### YOUR OBJECTIVE
Copy the full listing below, reproducing every line character for character.

### DATA SHOWN
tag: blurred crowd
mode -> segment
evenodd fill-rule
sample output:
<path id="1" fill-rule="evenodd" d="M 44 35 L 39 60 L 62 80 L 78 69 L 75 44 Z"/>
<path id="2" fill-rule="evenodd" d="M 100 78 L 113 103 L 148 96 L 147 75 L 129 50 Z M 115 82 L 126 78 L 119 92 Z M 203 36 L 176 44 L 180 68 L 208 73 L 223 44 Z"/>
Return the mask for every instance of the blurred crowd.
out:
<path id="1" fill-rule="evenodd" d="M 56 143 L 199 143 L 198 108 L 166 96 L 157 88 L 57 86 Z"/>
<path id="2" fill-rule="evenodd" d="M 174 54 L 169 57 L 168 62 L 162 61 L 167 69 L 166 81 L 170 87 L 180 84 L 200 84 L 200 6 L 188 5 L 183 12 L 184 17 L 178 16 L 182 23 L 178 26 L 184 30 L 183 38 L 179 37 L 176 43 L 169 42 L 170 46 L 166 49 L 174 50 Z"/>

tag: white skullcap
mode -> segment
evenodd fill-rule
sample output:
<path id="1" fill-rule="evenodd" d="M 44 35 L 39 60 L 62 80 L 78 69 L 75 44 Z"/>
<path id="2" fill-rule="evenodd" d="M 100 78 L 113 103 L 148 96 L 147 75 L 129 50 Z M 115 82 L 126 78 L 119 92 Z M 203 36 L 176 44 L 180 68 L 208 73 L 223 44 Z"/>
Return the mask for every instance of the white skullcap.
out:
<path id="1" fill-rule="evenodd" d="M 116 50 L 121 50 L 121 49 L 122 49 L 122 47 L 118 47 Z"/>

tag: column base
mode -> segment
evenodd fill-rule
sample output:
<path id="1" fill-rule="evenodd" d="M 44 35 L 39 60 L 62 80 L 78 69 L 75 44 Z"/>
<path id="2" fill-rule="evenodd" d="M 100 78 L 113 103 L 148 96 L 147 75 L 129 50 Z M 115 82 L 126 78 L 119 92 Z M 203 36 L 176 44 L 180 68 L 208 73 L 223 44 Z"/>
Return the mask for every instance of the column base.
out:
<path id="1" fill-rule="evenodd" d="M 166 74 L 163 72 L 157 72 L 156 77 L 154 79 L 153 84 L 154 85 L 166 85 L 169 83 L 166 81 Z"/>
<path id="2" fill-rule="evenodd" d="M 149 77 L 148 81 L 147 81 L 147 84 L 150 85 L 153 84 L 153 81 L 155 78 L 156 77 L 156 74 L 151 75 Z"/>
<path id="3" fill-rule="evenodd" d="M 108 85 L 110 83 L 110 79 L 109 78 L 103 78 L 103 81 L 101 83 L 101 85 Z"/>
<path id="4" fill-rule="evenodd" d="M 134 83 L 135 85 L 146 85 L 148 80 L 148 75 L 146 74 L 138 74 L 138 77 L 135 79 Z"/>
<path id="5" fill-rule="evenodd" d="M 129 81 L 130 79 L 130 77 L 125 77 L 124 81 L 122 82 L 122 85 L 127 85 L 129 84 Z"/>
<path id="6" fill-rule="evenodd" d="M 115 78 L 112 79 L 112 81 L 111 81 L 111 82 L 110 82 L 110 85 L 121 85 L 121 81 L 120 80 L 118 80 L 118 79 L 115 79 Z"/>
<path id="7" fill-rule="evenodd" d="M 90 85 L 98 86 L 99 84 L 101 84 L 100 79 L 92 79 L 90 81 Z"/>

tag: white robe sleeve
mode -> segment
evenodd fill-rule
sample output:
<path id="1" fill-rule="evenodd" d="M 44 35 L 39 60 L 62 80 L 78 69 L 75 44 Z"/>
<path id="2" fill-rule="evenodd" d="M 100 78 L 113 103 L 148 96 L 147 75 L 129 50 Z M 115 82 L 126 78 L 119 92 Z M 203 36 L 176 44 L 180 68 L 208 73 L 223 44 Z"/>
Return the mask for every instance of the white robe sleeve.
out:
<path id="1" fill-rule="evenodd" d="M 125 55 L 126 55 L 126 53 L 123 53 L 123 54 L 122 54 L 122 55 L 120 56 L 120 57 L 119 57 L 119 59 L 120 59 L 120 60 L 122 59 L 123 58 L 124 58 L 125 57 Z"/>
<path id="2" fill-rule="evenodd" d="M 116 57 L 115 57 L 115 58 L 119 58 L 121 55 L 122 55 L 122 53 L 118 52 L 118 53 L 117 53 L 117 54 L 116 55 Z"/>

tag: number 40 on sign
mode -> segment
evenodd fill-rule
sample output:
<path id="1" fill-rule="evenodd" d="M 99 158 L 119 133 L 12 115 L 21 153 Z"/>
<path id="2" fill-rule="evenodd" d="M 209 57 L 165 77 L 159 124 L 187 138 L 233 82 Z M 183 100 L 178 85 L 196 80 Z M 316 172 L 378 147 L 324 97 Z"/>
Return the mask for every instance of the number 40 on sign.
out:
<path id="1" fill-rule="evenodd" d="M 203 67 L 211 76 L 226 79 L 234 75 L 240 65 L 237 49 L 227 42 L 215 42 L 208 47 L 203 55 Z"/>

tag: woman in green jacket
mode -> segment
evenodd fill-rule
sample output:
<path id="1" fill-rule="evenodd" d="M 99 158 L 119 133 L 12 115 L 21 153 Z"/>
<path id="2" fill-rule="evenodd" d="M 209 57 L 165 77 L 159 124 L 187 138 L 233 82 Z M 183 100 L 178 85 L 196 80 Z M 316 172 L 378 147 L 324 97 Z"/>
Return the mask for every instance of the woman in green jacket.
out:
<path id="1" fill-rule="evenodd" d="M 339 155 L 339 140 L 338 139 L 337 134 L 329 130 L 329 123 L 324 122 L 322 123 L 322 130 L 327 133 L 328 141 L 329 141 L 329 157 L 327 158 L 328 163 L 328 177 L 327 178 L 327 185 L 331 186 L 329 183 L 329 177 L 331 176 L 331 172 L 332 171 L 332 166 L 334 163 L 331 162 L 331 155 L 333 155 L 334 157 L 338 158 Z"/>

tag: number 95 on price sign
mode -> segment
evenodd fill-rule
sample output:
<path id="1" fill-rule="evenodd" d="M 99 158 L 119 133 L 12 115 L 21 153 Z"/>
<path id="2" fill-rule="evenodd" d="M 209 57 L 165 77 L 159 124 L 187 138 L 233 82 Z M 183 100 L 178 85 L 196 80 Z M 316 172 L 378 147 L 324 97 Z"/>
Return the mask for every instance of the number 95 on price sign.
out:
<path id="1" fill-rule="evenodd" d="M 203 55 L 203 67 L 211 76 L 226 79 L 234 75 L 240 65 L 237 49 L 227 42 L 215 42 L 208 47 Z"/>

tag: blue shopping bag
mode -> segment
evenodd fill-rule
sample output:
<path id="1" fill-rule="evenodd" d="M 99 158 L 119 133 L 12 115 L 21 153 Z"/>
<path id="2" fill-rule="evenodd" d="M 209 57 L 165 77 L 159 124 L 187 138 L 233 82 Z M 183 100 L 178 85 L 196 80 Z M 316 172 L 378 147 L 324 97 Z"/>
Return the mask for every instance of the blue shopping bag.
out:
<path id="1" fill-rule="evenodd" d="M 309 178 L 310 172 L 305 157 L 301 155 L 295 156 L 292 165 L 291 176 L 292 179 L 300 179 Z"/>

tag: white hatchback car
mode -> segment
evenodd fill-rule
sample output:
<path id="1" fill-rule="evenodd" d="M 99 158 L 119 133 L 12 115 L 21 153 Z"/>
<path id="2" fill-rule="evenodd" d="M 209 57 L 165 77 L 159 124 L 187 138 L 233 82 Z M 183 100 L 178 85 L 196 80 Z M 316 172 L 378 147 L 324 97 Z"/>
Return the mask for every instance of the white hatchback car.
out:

### RESULT OF THIS EXERCISE
tag: blurred crowd
mode -> segment
evenodd fill-rule
sample output:
<path id="1" fill-rule="evenodd" d="M 44 35 L 39 60 L 62 80 L 78 69 L 75 44 Z"/>
<path id="2" fill-rule="evenodd" d="M 100 78 L 113 103 L 148 96 L 147 75 L 129 50 Z M 115 82 L 126 78 L 119 92 Z M 203 36 L 176 44 L 180 68 L 208 73 L 223 44 Z"/>
Return the mask for every instance of the blurred crowd.
out:
<path id="1" fill-rule="evenodd" d="M 56 143 L 199 143 L 198 108 L 166 96 L 157 88 L 57 86 Z"/>
<path id="2" fill-rule="evenodd" d="M 174 54 L 169 57 L 168 62 L 162 61 L 167 69 L 166 81 L 170 87 L 180 84 L 200 84 L 200 6 L 188 5 L 183 12 L 184 17 L 178 16 L 182 23 L 178 26 L 184 30 L 183 38 L 179 37 L 176 43 L 169 42 L 170 46 L 166 49 L 174 50 Z"/>

tag: white skullcap
mode -> segment
evenodd fill-rule
sample output:
<path id="1" fill-rule="evenodd" d="M 44 35 L 39 60 L 62 80 L 78 69 L 75 44 Z"/>
<path id="2" fill-rule="evenodd" d="M 100 78 L 113 103 L 148 96 L 147 75 L 129 50 Z M 115 82 L 126 78 L 119 92 Z M 203 36 L 176 44 L 180 68 L 208 73 L 223 44 Z"/>
Return the mask for every instance of the white skullcap.
out:
<path id="1" fill-rule="evenodd" d="M 116 50 L 121 50 L 121 49 L 122 49 L 122 47 L 118 47 Z"/>

tag: column base
mode -> segment
evenodd fill-rule
sample output:
<path id="1" fill-rule="evenodd" d="M 44 35 L 39 60 L 62 80 L 78 69 L 75 44 Z"/>
<path id="2" fill-rule="evenodd" d="M 100 78 L 113 103 L 148 96 L 147 75 L 129 50 Z M 115 82 L 126 78 L 119 92 Z M 203 36 L 176 44 L 180 68 L 208 73 L 223 44 Z"/>
Return the mask for every instance of the column base.
out:
<path id="1" fill-rule="evenodd" d="M 166 74 L 163 72 L 157 72 L 156 77 L 154 79 L 153 84 L 154 85 L 166 85 L 169 83 L 166 81 Z"/>
<path id="2" fill-rule="evenodd" d="M 149 77 L 148 81 L 147 81 L 147 84 L 150 85 L 153 84 L 153 81 L 155 78 L 156 77 L 156 74 L 151 75 Z"/>
<path id="3" fill-rule="evenodd" d="M 108 85 L 110 83 L 110 79 L 109 78 L 103 78 L 103 81 L 101 83 L 101 85 Z"/>
<path id="4" fill-rule="evenodd" d="M 134 83 L 135 85 L 146 85 L 148 80 L 148 75 L 146 74 L 138 74 L 138 77 L 135 79 Z"/>
<path id="5" fill-rule="evenodd" d="M 129 81 L 130 79 L 130 77 L 125 77 L 124 81 L 122 82 L 122 85 L 127 85 L 129 84 Z"/>
<path id="6" fill-rule="evenodd" d="M 115 78 L 112 79 L 112 81 L 111 81 L 111 82 L 110 82 L 110 85 L 121 85 L 121 81 L 120 80 L 118 80 L 118 79 L 115 79 Z"/>
<path id="7" fill-rule="evenodd" d="M 90 85 L 98 86 L 99 84 L 101 84 L 100 79 L 92 79 L 90 81 Z"/>

tag: white robe sleeve
mode -> segment
evenodd fill-rule
sample output:
<path id="1" fill-rule="evenodd" d="M 44 35 L 39 60 L 62 80 L 78 69 L 75 44 Z"/>
<path id="2" fill-rule="evenodd" d="M 100 78 L 113 103 L 148 96 L 147 75 L 129 50 Z M 115 82 L 126 78 L 119 92 Z M 203 36 L 176 44 L 180 68 L 208 73 L 223 44 Z"/>
Return the mask for every instance of the white robe sleeve.
out:
<path id="1" fill-rule="evenodd" d="M 125 55 L 126 55 L 126 53 L 123 53 L 123 54 L 122 54 L 122 55 L 120 56 L 120 57 L 119 57 L 119 59 L 120 59 L 120 60 L 122 59 L 123 58 L 124 58 L 125 57 Z"/>
<path id="2" fill-rule="evenodd" d="M 116 57 L 115 57 L 115 58 L 119 58 L 121 55 L 122 55 L 122 53 L 118 52 L 118 53 L 117 53 L 117 54 L 116 55 Z"/>

tag: number 40 on sign
mode -> segment
evenodd fill-rule
sample output:
<path id="1" fill-rule="evenodd" d="M 99 158 L 119 133 L 12 115 L 21 153 Z"/>
<path id="2" fill-rule="evenodd" d="M 209 57 L 165 77 L 159 124 L 187 138 L 233 82 Z M 183 100 L 178 85 L 196 80 Z M 316 172 L 378 147 L 324 97 Z"/>
Return the mask for every instance of the number 40 on sign.
out:
<path id="1" fill-rule="evenodd" d="M 203 67 L 211 76 L 226 79 L 234 75 L 240 65 L 237 49 L 227 42 L 215 42 L 208 47 L 203 55 Z"/>

tag: woman in green jacket
mode -> segment
evenodd fill-rule
sample output:
<path id="1" fill-rule="evenodd" d="M 99 158 L 119 133 L 12 115 L 21 153 Z"/>
<path id="2" fill-rule="evenodd" d="M 209 57 L 165 77 L 159 124 L 187 138 L 233 82 Z M 183 100 L 178 85 L 196 80 Z M 316 172 L 378 147 L 324 97 Z"/>
Return the mask for every instance of the woman in green jacket.
out:
<path id="1" fill-rule="evenodd" d="M 339 155 L 339 140 L 338 139 L 337 134 L 329 130 L 329 123 L 324 122 L 322 123 L 322 130 L 327 133 L 328 141 L 329 141 L 329 157 L 327 158 L 328 163 L 328 177 L 327 178 L 327 185 L 331 186 L 329 183 L 329 177 L 331 176 L 331 172 L 332 171 L 332 166 L 334 163 L 331 162 L 331 155 L 333 155 L 334 157 L 338 158 Z"/>

tag: number 95 on price sign
mode -> segment
evenodd fill-rule
sample output:
<path id="1" fill-rule="evenodd" d="M 99 158 L 119 133 L 12 115 L 21 153 Z"/>
<path id="2" fill-rule="evenodd" d="M 209 57 L 165 77 L 159 124 L 187 138 L 233 82 Z M 183 100 L 178 85 L 196 80 Z M 316 172 L 378 147 L 324 97 Z"/>
Return the mask for every instance of the number 95 on price sign.
out:
<path id="1" fill-rule="evenodd" d="M 203 55 L 203 67 L 211 76 L 226 79 L 234 75 L 240 65 L 237 49 L 227 42 L 215 42 L 208 47 Z"/>

tag: blue shopping bag
mode -> segment
evenodd fill-rule
sample output:
<path id="1" fill-rule="evenodd" d="M 99 158 L 119 133 L 12 115 L 21 153 Z"/>
<path id="2" fill-rule="evenodd" d="M 209 57 L 165 77 L 159 124 L 187 138 L 233 82 Z M 183 100 L 178 85 L 196 80 Z M 316 172 L 378 147 L 324 97 Z"/>
Return the mask for every instance of the blue shopping bag.
out:
<path id="1" fill-rule="evenodd" d="M 309 178 L 310 172 L 305 157 L 301 155 L 295 156 L 292 165 L 291 176 L 292 179 L 300 179 Z"/>

tag: white hatchback car
mode -> segment
evenodd fill-rule
sample output:
<path id="1" fill-rule="evenodd" d="M 99 158 L 119 133 L 12 115 L 21 153 Z"/>
<path id="2" fill-rule="evenodd" d="M 209 57 L 165 77 L 159 124 L 187 138 L 233 82 Z M 183 100 L 178 85 L 196 80 Z M 316 172 L 378 147 L 324 97 Z"/>
Return the mask for every instance of the white hatchback car.
out:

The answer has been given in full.